Nobody was less of a bug on a windshield than Cambell. How'd that work out for him? Compare him to Marshall Faulk who was much more finesse and whose body took much less punishment.

Campbell was going to hit you harder than you hit him, but his career was relatively short. Compare that to somebody like LeSean McCoy or LeVeon Bell. Physical runners, but you can never get a clean shot at them. Look at Alex Collins or Dennis Johnson. Rarely ever took a direct hit. Now, look at Dmac, he wanted to be the Hammer not the Nail. Injured his ribs playing here and we all know his injury statuses in the NFL.

Are you kidding me?  You do know Earl Campbell played eight years, right?

"Knowing what he knows now, would he have done things differently?

'Wish I had run out of bounds more, something like that?" he asks, gazing directly at his questioner. "No. Because then you wouldn't have Earl sitting here. You would have had somebody else.'"

**Work instructions**
• A. In the discussion of running backs, how many years did Earl Campbell play?
• B. Say whether each statement agrees with the discussion of running backs, and quote the words from it that decide each one.
(i) Campbell's career is called relatively short.
(ii) Alex Collins is described as often taking direct hits.
(iii) Campbell says he would have run out of bounds more if he could do it again.
• C. Continue the discussion of running backs after its last sentence.

**Dataset excerpts**
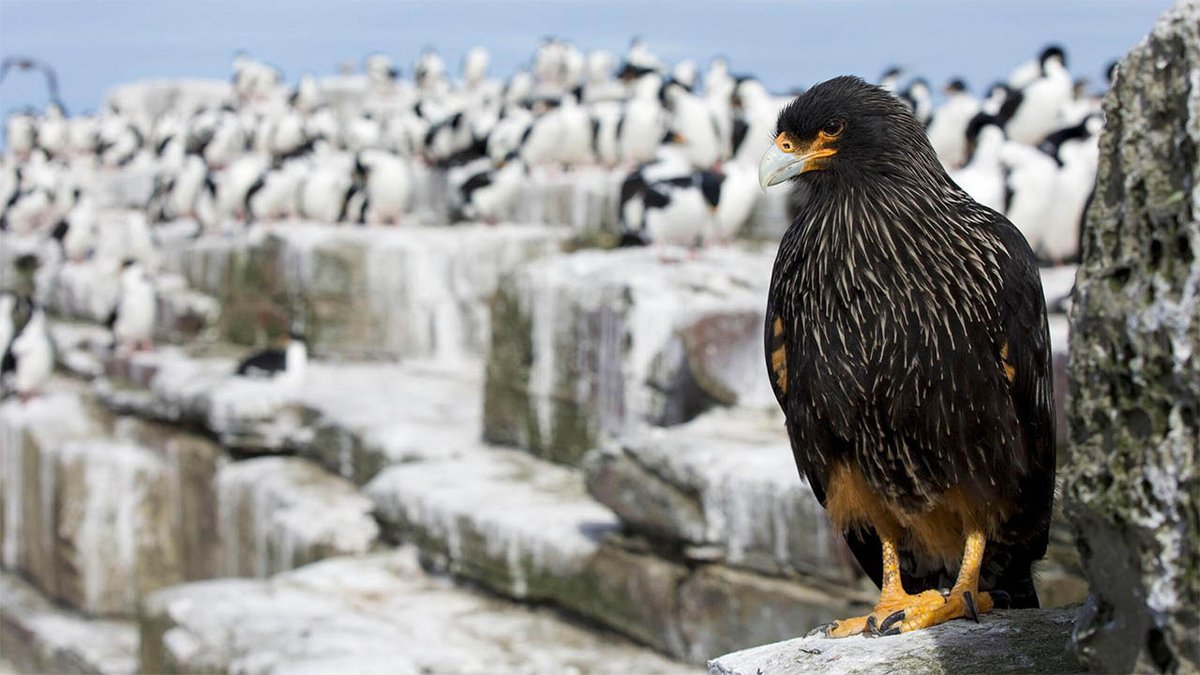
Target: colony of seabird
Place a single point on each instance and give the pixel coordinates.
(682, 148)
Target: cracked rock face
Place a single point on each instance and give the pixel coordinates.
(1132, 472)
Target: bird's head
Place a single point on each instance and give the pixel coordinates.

**Responses for each task**
• A. Eight years.

• B.
(i) Yes: "but his career was relatively short."
(ii) No: "Rarely ever took a direct hit."
(iii) No: "No. Because then you wouldn't have Earl sitting here."

• C.
Here's what Earl really thinks:

https://www.usatoday.com/story/sports/nfl/super/2017/01/31/earl-campbell-super-bowl-li-51-houston-oilers-texas-running-back-pain-gain-pro-football-hall-of-fame/97258738/

As a side note, here are Earl's stats from Arkansas's only loss in 1977, a 13-9 loss to Texas in Fayetteville.  I was there, and but for EC Arkansas would have won the NC:

Campbell, Earl       34 carries 188 yards  5.5 ypc

Running backs have the shortest shelf life of any NFL player at 2.57 years:

https://www.statista.com/statistics/240102/average-player-career-length-in-the-national-football-league/

Running backs lead the NFL in injuries by far as a position group:

http://www.thefalcoholic.com/2010/7/7/1467728/which-nfl-position-groups-suffer

It's interesting that of all of the running backs you mentioned other than Marshall Faulk, only LeSean McCoy has played eight years, and he declared for the draft after his sophomore year at Pittsburgh.  Ay yi yi!!!  If EC could have done that in 1976, Arkansas would have won the NC in 1977!!! 

I'll give you credit for being hardheaded, but you're being obtuse.  if you think avoiding contact is the best way for kids to stay injury free in football, you're whistling Dixie.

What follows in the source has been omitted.